## DIRECTIONS
From the first line to the last, transcribe the data exactly.

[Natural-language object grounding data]
»»
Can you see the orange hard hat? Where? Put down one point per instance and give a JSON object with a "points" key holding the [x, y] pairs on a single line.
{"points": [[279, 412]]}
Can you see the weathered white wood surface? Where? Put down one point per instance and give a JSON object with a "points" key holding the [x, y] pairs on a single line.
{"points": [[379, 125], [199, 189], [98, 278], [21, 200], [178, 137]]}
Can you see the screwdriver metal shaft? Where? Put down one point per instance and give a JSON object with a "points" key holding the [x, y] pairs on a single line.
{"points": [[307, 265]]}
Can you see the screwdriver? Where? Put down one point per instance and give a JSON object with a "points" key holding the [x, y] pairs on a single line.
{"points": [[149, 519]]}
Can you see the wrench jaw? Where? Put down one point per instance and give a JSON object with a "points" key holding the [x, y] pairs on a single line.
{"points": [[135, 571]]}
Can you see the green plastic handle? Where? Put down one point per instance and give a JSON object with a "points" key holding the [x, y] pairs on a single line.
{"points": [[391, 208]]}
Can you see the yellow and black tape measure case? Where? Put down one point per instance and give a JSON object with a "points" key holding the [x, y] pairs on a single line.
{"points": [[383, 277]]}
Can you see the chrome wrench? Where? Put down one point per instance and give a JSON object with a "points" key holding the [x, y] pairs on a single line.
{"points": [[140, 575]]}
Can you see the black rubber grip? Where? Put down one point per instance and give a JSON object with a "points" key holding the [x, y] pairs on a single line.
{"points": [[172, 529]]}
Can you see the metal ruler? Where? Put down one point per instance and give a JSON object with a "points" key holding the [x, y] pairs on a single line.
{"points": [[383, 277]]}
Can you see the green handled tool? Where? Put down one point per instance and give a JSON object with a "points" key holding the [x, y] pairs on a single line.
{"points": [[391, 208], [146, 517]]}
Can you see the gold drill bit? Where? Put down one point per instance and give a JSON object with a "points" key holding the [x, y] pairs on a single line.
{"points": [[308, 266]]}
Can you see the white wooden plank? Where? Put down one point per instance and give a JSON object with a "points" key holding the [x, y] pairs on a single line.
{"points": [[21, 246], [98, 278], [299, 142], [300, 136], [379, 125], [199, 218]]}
««
## RESPONSE
Can you see the orange hard hat? Where? Put down one point per instance and give a JSON object with a "points" key holding the [x, y] pairs on a single line.
{"points": [[279, 412]]}
Can you see the weathered white wood surface? Where? Put down one point per instance and give a JSON object with a "points" key holding the [x, y] pairs on a single line.
{"points": [[379, 125], [199, 189], [98, 278], [21, 200], [178, 137]]}
Can you see the screwdriver metal shaft? Where? Put down one point per instance and give a JSON object with a "points" key holding the [x, y] pairs on a single line.
{"points": [[307, 265]]}
Can you see the screwdriver? Where? Put down one point per instance and give a JSON object with a "points" key holding the [x, y] pairs on a single line.
{"points": [[149, 519]]}
Can you see the wrench jaw? Where? Put down one point per instance and give a JSON object with a "points" key holding the [x, y] pairs on a single line.
{"points": [[135, 571]]}
Can you see the green plastic handle? Where? Put down one point per instance and give a JSON object with a "points" key holding the [x, y] pairs on a single line.
{"points": [[391, 208]]}
Can you see the yellow and black tape measure case? Where? Put down one point per instance and give a JSON object with a "points" key holding the [x, y] pairs on a single line.
{"points": [[383, 277]]}
Can you see the chrome wrench? Where? Put down one point per instance and give a JSON object with a "points" key holding the [x, y] pairs on a single line.
{"points": [[140, 575]]}
Can you see the black rubber grip? Where? Put down one point per instance and give a JSON object with a "points" key holding the [x, y] pairs on a single line.
{"points": [[172, 529]]}
Can you see the metal ruler? Where? Put down one point per instance and give a JSON object with a "points" key holding the [x, y] pairs on a single line.
{"points": [[383, 277]]}
Can you see the green handled tool? Where? Put down one point per instance and give a JSON object with a "points" key holding the [x, y] pairs on a single line.
{"points": [[391, 208], [146, 517]]}
Can you see the gold drill bit? Where? Put down one point per instance and give a JSON object with a "points" key holding the [x, y] pairs on a single line.
{"points": [[308, 266]]}
Can you see the white wooden plank? Where? Put down one point per instance and give a JSON object with a "points" key holding the [x, y] pairs on a single line.
{"points": [[21, 246], [98, 278], [299, 142], [300, 136], [379, 125], [199, 218]]}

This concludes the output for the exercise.